**** DOCUMENT SOURCE ****

Autrefois, les choses étaient claires sur le fond. Le budget de l'Etat ne comprenait que quelques chapitres: l'armée et la police, les fonctionnaires et les services publics, l'entretien et les investissements.
Elles l'étaient aussi dans la forme. La bonne vieille Constitution de 1875 disposait que la loi de finances ou budget prévisionnel devait être votée le 31 décembre à minuit de chaque année, pour l'exercice suivant, et qu'en juillet de chaque exercice en cours, on effectuerait les corrections nécessaires en votant un budget additionnel. Généralement, tout se passait bien. Régulièrement, le Parlement était en retard pour voter le budget prévisionnel et, le 31 décembre à minuit, il fallait arrêter pour quelques heures la pendule du Palais Bourbon, ce qui provoquait, dans toute la France, un immense éclat de rire qui venait opportunément dissiper les vapeurs du réveillon, le lendemain matin. Nos aînés avaient le rire facile...
Pour des raisons que j'ai indiquées dans le dernier numéro, tout est plus compliqué aujourd'hui et il n'en va plus de même. En sus du renversement de la conjoncture économique, deux guerres -- et quelles! -- sont venues qui ont alourdi le budget de leurs conséquences: il a fallu créer de nouveaux chapitres. Les progrès scientifiques et les changements qu'ils ont apporté dans les formes de la production, font que de simples articles sont devenus des têtes de chapitre, notamment dans l'agriculture. Le repli autarcique et l'intervention de l'Etat qui en est la conséquence dans tous les domaines, le dirigisme plus ou moins avoué, ont provoqué la naissance de budgets annexes sous le nom de comptes spéciaux du trésor, de même que les progrès sociaux: le contrôle des charges et la reconstruction d'un côté, les nationalisations et la Sécurité sociale de l'autre.

**** DONNÉES À TRAITER ****

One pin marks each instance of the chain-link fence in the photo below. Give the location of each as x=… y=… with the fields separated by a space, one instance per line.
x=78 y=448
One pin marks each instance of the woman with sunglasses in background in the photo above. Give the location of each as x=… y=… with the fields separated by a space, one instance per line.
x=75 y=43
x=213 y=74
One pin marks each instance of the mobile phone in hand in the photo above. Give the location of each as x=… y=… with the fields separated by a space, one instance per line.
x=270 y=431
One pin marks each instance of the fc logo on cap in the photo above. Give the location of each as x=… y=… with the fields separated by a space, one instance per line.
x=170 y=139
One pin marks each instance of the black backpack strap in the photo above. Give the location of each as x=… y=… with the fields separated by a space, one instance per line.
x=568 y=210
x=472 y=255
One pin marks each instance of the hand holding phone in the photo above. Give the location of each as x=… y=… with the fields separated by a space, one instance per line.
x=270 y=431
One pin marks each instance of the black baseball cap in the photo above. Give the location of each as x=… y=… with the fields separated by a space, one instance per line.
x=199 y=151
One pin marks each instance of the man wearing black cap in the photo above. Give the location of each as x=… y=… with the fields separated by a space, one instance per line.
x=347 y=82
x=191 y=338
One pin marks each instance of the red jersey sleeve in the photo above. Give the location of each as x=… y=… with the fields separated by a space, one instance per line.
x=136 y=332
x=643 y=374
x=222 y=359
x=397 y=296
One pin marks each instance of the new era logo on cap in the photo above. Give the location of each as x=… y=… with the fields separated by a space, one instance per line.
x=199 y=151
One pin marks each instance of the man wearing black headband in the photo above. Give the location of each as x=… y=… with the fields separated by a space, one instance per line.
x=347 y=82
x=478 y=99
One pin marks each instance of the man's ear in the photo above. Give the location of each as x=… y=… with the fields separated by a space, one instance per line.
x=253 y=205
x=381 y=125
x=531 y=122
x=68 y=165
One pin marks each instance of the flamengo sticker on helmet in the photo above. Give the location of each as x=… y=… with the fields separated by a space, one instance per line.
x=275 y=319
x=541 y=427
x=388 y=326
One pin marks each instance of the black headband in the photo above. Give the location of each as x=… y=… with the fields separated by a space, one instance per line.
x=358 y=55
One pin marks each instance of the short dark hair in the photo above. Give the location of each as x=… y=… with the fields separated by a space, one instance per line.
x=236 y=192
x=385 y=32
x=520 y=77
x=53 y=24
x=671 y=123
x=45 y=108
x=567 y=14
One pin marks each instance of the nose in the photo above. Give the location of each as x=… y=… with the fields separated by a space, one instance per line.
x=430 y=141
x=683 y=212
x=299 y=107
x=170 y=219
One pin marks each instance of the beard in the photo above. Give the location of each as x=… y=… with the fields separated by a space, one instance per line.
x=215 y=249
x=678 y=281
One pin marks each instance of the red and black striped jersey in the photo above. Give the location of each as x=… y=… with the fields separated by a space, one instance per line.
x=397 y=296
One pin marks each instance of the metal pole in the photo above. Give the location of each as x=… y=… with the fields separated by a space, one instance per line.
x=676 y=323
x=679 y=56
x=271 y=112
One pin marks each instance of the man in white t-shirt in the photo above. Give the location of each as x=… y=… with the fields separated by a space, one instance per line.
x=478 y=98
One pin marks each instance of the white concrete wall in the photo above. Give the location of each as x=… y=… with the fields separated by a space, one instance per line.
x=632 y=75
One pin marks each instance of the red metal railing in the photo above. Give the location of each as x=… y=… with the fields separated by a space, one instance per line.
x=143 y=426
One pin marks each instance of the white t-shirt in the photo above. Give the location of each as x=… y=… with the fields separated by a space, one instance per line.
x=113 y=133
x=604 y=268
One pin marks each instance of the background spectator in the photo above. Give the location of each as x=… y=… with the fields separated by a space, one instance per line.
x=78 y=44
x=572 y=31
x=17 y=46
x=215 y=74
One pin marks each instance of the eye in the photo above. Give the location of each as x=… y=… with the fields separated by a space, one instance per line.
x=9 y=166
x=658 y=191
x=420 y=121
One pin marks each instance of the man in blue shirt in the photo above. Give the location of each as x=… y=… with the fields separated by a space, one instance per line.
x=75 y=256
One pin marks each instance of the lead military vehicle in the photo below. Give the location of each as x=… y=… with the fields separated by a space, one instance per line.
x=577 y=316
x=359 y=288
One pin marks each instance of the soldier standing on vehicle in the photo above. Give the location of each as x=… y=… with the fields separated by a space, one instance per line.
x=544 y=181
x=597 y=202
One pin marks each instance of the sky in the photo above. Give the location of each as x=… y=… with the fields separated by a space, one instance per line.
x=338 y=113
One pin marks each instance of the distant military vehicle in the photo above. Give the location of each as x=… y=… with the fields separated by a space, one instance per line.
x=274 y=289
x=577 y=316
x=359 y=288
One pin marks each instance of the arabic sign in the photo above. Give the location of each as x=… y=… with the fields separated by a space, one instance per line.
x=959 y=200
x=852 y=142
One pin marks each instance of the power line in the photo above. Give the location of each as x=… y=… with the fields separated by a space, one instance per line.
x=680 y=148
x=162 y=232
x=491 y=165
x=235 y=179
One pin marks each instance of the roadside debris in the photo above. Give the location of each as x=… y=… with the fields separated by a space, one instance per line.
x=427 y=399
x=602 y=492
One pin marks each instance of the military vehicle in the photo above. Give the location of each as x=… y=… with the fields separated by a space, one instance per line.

****

CONSIGNE A
Dans la liste, décalez de 5 chaque coordonnée x et y sur le passage qui s'ouvre sur la ligne contenant « One pin marks each instance of the hand » et se clôt sur la ligne contenant « x=388 y=326 », ces deux lignes comprises. Restituez ce passage en entier, sans omettre aucune ligne, et rien d'autre.
CONSIGNE B
Poursuivez le texte sur le budget de l'État à partir de sa dernière phrase.

RÉSULTAT ATTENDU A
One pin marks each instance of the hand holding phone in the photo above. Give the location of each as x=… y=… with the fields separated by a space, one instance per line.
x=275 y=436
One pin marks each instance of the black baseball cap in the photo above. Give the location of each as x=… y=… with the fields separated by a space, one instance per line.
x=204 y=156
One pin marks each instance of the man wearing black cap in the photo above. Give the location of each as x=… y=… with the fields separated by a space, one instance per line.
x=352 y=87
x=196 y=343
One pin marks each instance of the red jersey sleeve in the photo above. Give the location of each as x=… y=… with the fields separated by a space, one instance per line.
x=141 y=337
x=648 y=379
x=227 y=364
x=402 y=301
One pin marks each instance of the new era logo on cap in the photo above. Give the location of each as x=… y=… with the fields separated by a space, one instance per line.
x=204 y=156
One pin marks each instance of the man wearing black headband in the photo above. Give the location of each as x=… y=… with the fields separated by a space, one instance per line.
x=352 y=87
x=483 y=104
One pin marks each instance of the man's ear in the photo above. Give the location of each as x=… y=… with the fields separated by a space, one instance per line.
x=258 y=210
x=386 y=130
x=536 y=127
x=73 y=170
One pin marks each instance of the flamengo sticker on helmet in the photo above. Give the location of each as x=… y=… with the fields separated by a space, one instance per line.
x=280 y=324
x=546 y=432
x=393 y=331

RÉSULTAT ATTENDU B
Tout ceci a fait que les méthodes d'établissement et de discussion du budget devant le Parlement ont sombré dans une extrême confusion et qu'elles ont fini par dépasser tout ce qu'on peut imaginer dans la fantaisie comptable. D'abord, devant l'impossibilité de voter le budget général avant le 31 décembre à minuit de chaque année, on a eu recours aux douxièmes provisoires, puis, l'astuce s'étant révélée inopérante, à la scission de la loi de finances en deux parties, la première étant la loi des maxima qu'on ne devait pas dépasser dans chaque chapitre, au titre des dépenses, la seconde, la loi des voies et moyens de se procurer les ressources correspondantes. Ceci n'a encore rien donné: en 1950, pour des questions de majorité parlementaire, il a été impossible de discuter la loi des voies et moyens. La France a donc vécu toute l'année à la petite semaine.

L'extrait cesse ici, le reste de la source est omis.